-- Fragmento --
Es cierto, y no sólo cosa de imaginación. Es posible ser en el Evangelio «como un personaje más»(3), seguir a «Cristo, acompañarle tan de cerca, que vivamos con El, como aquellos primeros doce; tan de cerca, que con El nos identifiquemos»(4).

Vivir con Cristo, recorrer la «vida de infancia espiritual» no es cosa de esfuerzos hercúleos de la mente o de la voluntad, sino más bien —poniendo los medios: recogimiento, meditación, etcétera— dejar «obrar al Espíritu Santo» (cfr. n. 852).

El encuentro con la Virgen

Dentro de este camino hay un acontecimiento de capital importancia e inefable gozo: el encuentro con María. Quizá ha sido al «meternos» en Nazaret, o en Belén, mientras Ella mecía a Jesús en su regazo y lo arrullaba con la música encantadora de su voz purísima; o acaso cuando el Niño intentaba los primeros pasos y su Madre le seguía con los brazos abiertos y emoción contenida, sin tocarlo, pero presta a impedir que el seguro traspié diera con la naricilla preciosa contra el duro suelo.

¡Debe de ser muy importante hacerse niño, si Niño se ha hecho Dios! Ha querido ser acunado e ilustrado por la Madre Virgen. Y también ha de tener gran relevancia tener a María por Madre, acudir a Ella, tratarla como hijo, sentir la suave fuerza de sus manos.

-- Datos --
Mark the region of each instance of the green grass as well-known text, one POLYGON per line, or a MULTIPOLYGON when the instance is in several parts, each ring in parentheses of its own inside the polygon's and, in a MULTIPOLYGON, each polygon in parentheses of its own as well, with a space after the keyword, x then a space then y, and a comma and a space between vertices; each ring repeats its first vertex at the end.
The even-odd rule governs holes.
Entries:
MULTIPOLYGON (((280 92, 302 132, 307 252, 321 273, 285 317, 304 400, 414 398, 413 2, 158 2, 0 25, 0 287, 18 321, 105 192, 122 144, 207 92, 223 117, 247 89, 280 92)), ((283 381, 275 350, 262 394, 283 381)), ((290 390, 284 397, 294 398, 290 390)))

* * *

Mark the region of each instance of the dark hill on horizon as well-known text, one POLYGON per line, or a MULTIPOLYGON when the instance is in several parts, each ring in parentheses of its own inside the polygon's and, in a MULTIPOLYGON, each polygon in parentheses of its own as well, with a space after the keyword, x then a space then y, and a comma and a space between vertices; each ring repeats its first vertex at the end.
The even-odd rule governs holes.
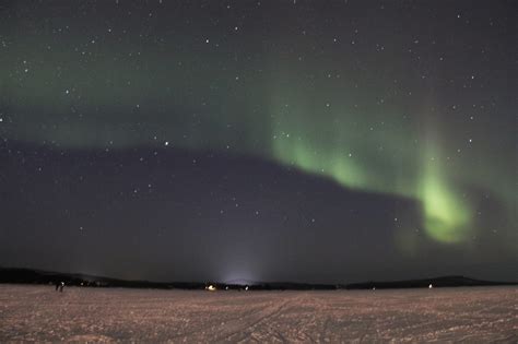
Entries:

...

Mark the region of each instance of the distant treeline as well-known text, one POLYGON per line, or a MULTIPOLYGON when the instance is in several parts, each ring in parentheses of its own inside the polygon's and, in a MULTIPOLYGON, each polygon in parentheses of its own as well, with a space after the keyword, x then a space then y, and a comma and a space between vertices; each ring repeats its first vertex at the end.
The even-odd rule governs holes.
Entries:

-- Completa lo siguiente --
• 1. Resume en dos o tres frases el párrafo del fragmento que empieza «Dentro de este camino», sin perder sus datos principales.
• 2. Según el fragmento, ¿qué acontecimiento tiene capital importancia dentro de este camino?
• 3. Prolonga el fragmento sobre la infancia espiritual y el encuentro con la Virgen a partir de su última frase.
Los datos vienen de otra fuente.

-- Respuestas del ejercicio --
• 1. En este camino hay un hecho de gran importancia y alegría: el encuentro con María. Pudo ocurrir al «meternos» en Nazaret o en Belén, mientras Ella mecía y arrullaba a Jesús. O quizá cuando el Niño daba sus primeros pasos y su Madre lo seguía con los brazos abiertos, lista para evitar que se cayera.

• 2. El encuentro con María.

• 3.
Quizá al principio no se «siente»: «no sientes en tu mano, pobre niño, la mano de tu Madre: es verdad. —Pero... ¿has visto a las madres de la tierra, con los brazos extendidos, seguir a sus pequeños, cuando se aventuran temblorosos, a dar sin ayuda de nadie los primeros pasos? —No estás solo: María está junto a ti» (n. 900).

Cuando no se «siente» la mano segura de Nuestra Madre no es porque Ella no esté cerca. De seguro que la aparente ausencia indica que debemos seguir adelante creciendo en confianza, con fe en que Ella no se ha ido ni nos dejará jamás. Se trata de una pequeña prueba, seguramente corta.

Es lógico, sin embargo, que prefiramos «sentir» su mano en la nuestra. Por eso Monseñor Escrivá de Balaguer, en otro lugar, al verse en su humildad «capaz de todas las infamias», dice al Señor: «No me sueltes, no me dejes, trátame siempre como a un niño. Que sea yo fuerte, valiente, entero. Pero ayúdame como a una criatura inexperta; llévame de tu mano, Señor, y haz que tu Madre esté también a mi lado y me proteja. Y así, possumus!, podremos, seremos capaces de tenerte a Ti por modelo»(5). Seremos capaces de mantenernos en pie, y caminar con paso cierto hacia la santidad.

Y si el niño se encontrara ya de bruces contra el suelo, sería cosa de recordarle que «tus caídas involuntarias —caídas de niño— hacen que tu Padre-Dios tenga más cuidado y que tu Madre María no te suelte de su mano amorosa: aprovéchate y, al cogerte el Señor a diario del suelo, abrázale con todas tus fuerzas y pon tu cabeza miserable sobre su pecho abierto, para que acaben de enloquecerte los latidos de su Corazón amabilísimo» (n. 884).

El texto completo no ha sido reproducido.